:: Task set ::
A: In the article on Nigeria's GDP decline, rewrite the passage between "According to the NBS, the" and "international oil market.", inclusive, changing "NBS" to "National Bureau of Statistics".
B: List every figure that the article on Nigeria's GDP decline expresses in percentage points.

:: Reading text ::
--------
Nigeria’s GDP declines 6.10% amid slowdown in critical sectors of economy

NIGERIA – Nigeria’s Gross Domestic Product (GDP) declined by 6.10% (year-on-year) in real terms in Q2 2020 against a background of a slowdown in the country’s critical sectors, data from the National Bureau of Statistics has shown.

According to the National Bureau of Statistics, the decline in Nigeria’s Gross Domestic Product (GDP) in Q2 2020 ended the 3-year trend of low but positive real growth rates recorded since the 2016/17 recession.

According to the numbers contained in the GDP report, the performance recorded in Q2 2020 represents a drop of 8.22% points when compared to Q2 2019 (2.12%), and 7.97% points decline when compared to Q1 2020 (1.87%).

According to the National Bureau of Statistics report, the significant drop reflects the negative impacts of the disruption caused by COVID-19 pandemic and crash in oil price on the Nigerian economy.

Furthermore, the latest GDP number shows that Nigeria’s oil sector recorded –6.63% (year-on-year) in Q2 2020, indicating a decrease of –13.80% points relative to the rate recorded in the corresponding quarter of 2019.

Similarly, the Nigeria’s non-oil sector declined by –6.05% in real terms during the reference quarter (Q2 2020), marking the first decline in real non-oil GDP growth rate since Q3 2017.

The contraction recorded in the non-oil sector was –7.70% points lower, compared to the rate recorded during the same quarter of 2019.

According to the NBS, the decline was largely attributable to significantly lower levels of both domestic and international economic activity during the quarter, which resulted from nationwide shutdown efforts aimed at containing the COVID-19 pandemic.

The report is coming at a time when the country is also facing stiff competition from US Shale oil producers in the international oil market.

The increased competition is threatening to significantly affect Nigeria’s ability to continue raising revenues from oil which is necessary in supporting other critical sectors of the economy.

Earlier this month, Africa Inc reported that United States had slashed oil imports from Nigeria by 12 million barrels of oil as a result of the country producing more and more oil from its Shale oil deposits.

This was particularly alarming as the North American country used to be the destination of at about 40 to 50 percent of Nigeria’s total crude oil exports.
--------
:: Data excerpts ::

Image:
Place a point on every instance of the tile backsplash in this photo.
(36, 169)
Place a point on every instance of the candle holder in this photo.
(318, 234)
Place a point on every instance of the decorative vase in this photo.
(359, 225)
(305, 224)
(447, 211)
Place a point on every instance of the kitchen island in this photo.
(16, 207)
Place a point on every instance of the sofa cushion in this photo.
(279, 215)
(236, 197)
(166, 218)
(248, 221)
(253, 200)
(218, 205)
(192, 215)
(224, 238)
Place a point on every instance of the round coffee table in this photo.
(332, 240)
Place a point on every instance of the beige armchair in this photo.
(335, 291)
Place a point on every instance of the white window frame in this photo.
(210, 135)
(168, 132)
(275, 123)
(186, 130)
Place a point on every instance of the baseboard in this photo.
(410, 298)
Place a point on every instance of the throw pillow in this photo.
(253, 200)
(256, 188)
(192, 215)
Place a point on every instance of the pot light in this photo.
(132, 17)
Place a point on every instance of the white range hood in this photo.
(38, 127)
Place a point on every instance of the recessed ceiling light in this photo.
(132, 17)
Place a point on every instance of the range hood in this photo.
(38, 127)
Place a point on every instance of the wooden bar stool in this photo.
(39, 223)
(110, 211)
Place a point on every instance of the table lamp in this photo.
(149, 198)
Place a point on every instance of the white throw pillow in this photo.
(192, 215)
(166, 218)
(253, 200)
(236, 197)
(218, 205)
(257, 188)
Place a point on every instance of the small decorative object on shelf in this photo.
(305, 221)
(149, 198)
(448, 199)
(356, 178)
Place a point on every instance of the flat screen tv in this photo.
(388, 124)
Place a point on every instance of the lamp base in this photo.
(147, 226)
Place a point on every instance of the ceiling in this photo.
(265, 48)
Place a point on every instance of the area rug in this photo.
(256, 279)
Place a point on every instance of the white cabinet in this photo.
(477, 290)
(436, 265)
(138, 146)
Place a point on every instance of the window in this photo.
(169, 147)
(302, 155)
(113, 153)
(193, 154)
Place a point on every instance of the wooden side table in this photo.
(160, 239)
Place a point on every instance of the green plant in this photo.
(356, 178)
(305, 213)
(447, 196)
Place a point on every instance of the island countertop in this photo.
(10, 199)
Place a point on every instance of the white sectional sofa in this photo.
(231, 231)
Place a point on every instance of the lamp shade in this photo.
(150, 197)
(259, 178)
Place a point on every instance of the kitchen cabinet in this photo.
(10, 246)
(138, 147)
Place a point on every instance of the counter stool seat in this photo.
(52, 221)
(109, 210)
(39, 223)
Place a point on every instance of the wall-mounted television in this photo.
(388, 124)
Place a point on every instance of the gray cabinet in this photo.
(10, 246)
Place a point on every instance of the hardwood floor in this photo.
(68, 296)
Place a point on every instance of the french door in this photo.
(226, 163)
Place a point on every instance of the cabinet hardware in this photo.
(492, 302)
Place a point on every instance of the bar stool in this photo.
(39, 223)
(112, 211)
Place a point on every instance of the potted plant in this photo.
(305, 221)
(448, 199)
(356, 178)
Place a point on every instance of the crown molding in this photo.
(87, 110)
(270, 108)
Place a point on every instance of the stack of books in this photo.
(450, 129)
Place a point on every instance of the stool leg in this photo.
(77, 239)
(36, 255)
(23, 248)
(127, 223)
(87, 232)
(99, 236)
--------
:: Expected responses ::
A:
According to the National Bureau of Statistics, the decline was largely attributable to significantly lower levels of both domestic and international economic activity during the quarter, which resulted from nationwide shutdown efforts aimed at containing the COVID-19 pandemic.

The report is coming at a time when the country is also facing stiff competition from US Shale oil producers in the international oil market.

B:
8.22% points
7.97% points
–13.80% points
–7.70% points